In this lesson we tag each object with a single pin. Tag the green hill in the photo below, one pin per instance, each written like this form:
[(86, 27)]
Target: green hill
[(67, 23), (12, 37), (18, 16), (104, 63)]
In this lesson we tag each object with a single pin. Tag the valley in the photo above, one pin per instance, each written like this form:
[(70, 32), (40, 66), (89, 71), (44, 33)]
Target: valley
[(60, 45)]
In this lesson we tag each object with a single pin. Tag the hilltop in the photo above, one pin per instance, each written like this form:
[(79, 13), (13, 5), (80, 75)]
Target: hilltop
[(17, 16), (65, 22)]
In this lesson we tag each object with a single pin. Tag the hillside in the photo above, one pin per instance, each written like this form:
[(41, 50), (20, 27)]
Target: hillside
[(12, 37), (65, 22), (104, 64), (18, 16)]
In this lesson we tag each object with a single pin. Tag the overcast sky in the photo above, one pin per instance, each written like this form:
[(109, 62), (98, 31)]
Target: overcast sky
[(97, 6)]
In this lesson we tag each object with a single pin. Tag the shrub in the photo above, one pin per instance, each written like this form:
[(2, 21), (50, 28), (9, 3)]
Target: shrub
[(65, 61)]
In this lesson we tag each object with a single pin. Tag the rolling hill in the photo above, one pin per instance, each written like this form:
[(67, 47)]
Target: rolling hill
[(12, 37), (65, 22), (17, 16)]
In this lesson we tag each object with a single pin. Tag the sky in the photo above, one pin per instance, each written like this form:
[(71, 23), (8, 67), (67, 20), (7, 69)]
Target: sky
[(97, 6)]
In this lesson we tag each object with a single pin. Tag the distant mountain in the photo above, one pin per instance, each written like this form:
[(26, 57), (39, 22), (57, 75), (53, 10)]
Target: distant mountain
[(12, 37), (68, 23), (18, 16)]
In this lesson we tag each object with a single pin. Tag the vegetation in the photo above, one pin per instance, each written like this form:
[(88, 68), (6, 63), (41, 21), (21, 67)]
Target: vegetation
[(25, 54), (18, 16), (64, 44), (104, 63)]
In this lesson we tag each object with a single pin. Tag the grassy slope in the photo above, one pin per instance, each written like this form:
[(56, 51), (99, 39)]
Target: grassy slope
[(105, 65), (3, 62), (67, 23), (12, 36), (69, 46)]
------------------------------------------------------------------------
* **WHAT TO WORK ON**
Rescale the data from the line that has "Tag the grassy" through the end of the data, giving every line again, requests included. Multiply each point coordinate in the answers by 1.2 and round to whole numbers, with halves rounding up, and leave all other numbers unchanged.

* **ANSWER TO THE TASK**
In this lesson we tag each object with a single pin. Tag the grassy slope in the photo above, one pin per instance, each written like this form:
[(56, 51), (99, 39)]
Target: grassy slope
[(126, 78), (4, 74), (80, 28), (14, 43), (83, 55)]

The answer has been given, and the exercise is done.